## YOUR TASK
Every line from the first one in the data below through the line holding "box: [701, 478, 901, 524]" is to be written out exactly, with the pictures omitted.

## SUPPLIED MATERIAL
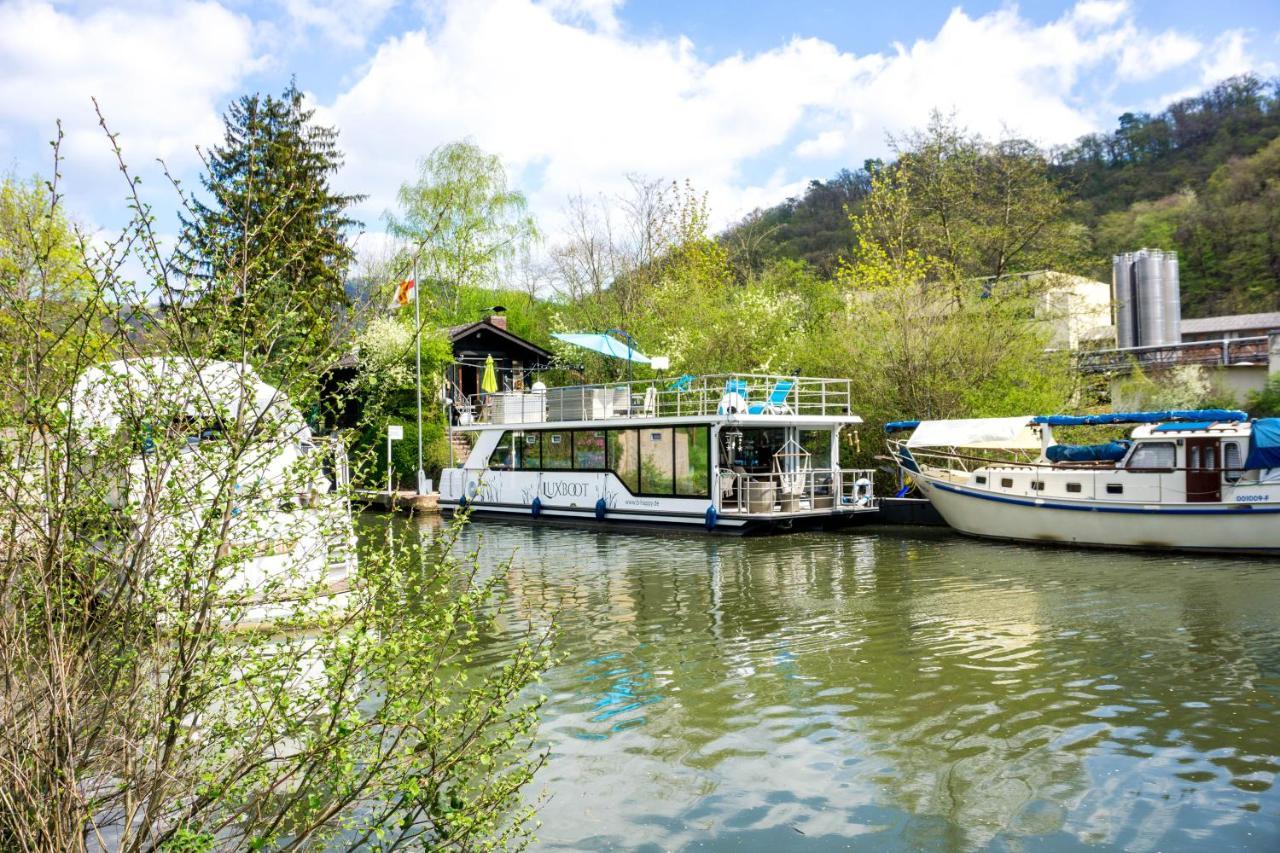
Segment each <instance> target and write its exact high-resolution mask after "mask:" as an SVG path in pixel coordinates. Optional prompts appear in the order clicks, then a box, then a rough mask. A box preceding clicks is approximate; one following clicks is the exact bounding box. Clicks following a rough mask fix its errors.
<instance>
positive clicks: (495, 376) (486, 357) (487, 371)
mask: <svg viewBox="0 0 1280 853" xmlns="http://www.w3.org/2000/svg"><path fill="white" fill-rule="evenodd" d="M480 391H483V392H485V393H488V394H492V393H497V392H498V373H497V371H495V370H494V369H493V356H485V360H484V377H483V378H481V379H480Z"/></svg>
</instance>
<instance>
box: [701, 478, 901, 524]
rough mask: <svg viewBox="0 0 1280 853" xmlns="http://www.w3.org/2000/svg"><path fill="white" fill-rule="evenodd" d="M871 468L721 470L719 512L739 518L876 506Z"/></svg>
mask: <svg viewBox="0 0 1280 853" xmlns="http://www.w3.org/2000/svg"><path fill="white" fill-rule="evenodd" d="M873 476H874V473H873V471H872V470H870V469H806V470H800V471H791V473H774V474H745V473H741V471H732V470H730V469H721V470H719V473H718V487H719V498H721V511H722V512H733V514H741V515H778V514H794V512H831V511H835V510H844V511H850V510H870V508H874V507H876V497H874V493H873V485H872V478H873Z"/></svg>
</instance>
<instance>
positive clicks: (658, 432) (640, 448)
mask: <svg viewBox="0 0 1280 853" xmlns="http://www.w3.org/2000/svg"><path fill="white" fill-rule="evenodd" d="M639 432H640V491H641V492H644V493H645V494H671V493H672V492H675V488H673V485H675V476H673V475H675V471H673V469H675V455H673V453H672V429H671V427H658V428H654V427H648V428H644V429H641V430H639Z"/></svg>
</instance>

## ANSWER SECTION
Segment each <instance> target and write its exact high-resolution mask after "mask:" as an SVG path in pixel coordinates. Optional prompts appear in the order clicks, then a box, then a rough mask. A box preceding clicks is approximate; one following clicks is the exact bounding box. Clicks following a rough mask fix its errors.
<instance>
positive clicks: (495, 376) (486, 357) (487, 371)
mask: <svg viewBox="0 0 1280 853" xmlns="http://www.w3.org/2000/svg"><path fill="white" fill-rule="evenodd" d="M480 391H483V392H485V393H488V394H492V393H497V392H498V373H497V371H495V370H494V369H493V356H485V360H484V377H483V378H481V379H480Z"/></svg>
</instance>
<instance>
box: [701, 478, 901, 524]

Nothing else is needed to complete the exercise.